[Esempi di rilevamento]

((

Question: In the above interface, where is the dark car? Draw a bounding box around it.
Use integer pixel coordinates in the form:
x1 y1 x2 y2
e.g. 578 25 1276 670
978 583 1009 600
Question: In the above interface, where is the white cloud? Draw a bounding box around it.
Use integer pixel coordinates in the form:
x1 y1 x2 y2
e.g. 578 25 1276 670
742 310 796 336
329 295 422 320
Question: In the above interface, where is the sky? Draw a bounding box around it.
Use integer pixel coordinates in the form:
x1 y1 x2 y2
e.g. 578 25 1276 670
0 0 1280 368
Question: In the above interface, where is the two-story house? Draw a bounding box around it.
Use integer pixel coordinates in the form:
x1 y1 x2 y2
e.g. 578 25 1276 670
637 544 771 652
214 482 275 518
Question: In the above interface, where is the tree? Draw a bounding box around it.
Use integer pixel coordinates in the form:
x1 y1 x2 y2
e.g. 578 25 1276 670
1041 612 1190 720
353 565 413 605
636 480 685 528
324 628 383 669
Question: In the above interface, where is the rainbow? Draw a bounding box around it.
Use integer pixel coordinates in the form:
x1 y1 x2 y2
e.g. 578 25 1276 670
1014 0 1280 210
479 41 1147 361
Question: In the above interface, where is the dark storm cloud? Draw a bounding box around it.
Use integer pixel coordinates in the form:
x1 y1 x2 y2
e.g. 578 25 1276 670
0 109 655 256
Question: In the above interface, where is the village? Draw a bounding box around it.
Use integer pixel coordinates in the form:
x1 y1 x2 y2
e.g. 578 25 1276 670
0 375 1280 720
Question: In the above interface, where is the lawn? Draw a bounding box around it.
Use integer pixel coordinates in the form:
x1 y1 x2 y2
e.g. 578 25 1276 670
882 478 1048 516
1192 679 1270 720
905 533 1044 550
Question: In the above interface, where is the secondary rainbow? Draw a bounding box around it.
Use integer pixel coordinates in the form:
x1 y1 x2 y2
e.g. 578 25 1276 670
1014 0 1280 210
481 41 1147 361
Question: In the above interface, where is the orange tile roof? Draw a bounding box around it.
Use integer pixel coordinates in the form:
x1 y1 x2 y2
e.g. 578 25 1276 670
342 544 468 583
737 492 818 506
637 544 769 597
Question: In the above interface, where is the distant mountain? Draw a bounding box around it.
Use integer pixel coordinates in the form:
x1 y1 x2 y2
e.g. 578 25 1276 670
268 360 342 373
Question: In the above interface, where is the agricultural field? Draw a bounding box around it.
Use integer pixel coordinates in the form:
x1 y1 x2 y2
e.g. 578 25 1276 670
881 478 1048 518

))

• ISTRUZIONI: Riporti nuovamente le righe dalla riga che contiene "Question: In the above interface, where is the dark storm" fino a quella che contiene "0 375 1280 720", entrambe incluse e con le richieste comprese. Sposti di 146 ogni coordinata delle risposte aggiungendo 146 a ciascun valore, e lasci invariati i numeri presenti nelle richieste.

• RISULTATO DELL'ESERCIZIO:
Question: In the above interface, where is the dark storm cloud? Draw a bounding box around it.
Use integer pixel coordinates in the form:
x1 y1 x2 y2
e.g. 578 25 1276 670
146 255 801 402
Question: In the above interface, where is the village? Draw a bounding box around it.
Use integer pixel coordinates in the form:
x1 y1 x2 y2
e.g. 578 25 1276 670
146 521 1426 866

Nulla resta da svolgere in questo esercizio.